Stored data
>> Start
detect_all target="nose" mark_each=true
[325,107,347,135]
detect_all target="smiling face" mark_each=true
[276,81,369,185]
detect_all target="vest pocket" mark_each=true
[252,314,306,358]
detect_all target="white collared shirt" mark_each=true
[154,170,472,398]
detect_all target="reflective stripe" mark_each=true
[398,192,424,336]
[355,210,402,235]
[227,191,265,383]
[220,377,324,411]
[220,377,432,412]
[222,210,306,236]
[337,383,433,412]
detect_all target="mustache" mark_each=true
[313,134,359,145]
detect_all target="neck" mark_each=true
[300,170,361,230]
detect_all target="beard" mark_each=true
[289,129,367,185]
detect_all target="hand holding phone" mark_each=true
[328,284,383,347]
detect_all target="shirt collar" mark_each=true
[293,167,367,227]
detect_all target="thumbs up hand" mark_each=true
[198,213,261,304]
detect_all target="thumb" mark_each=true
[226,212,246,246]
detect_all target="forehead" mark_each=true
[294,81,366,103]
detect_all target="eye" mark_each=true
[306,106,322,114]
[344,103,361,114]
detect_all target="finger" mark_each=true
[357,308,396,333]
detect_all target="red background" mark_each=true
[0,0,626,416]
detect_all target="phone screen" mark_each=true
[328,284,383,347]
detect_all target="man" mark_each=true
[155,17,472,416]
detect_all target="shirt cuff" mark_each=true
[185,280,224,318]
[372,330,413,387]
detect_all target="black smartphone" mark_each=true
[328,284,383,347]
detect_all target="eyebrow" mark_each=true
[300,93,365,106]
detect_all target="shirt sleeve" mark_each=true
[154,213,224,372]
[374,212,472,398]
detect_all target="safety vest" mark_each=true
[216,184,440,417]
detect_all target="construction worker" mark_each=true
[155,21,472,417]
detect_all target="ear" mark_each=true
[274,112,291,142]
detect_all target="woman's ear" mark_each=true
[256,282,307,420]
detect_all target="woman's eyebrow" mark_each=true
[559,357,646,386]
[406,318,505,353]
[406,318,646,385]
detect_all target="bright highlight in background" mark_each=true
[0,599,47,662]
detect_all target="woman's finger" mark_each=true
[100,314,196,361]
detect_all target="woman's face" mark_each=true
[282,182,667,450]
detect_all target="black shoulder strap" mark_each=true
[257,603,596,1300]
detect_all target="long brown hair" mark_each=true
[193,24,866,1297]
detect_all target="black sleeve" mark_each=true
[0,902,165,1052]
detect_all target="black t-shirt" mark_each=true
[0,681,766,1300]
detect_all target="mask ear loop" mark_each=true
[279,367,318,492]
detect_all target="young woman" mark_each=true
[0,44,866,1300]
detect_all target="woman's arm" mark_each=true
>> End
Brief →
Which lines in the records contain the string "hand"? Return each of them in full.

Final answer →
detect_all target="hand holding phone" mark_each=true
detect_all target="thumbs up hand" mark_each=true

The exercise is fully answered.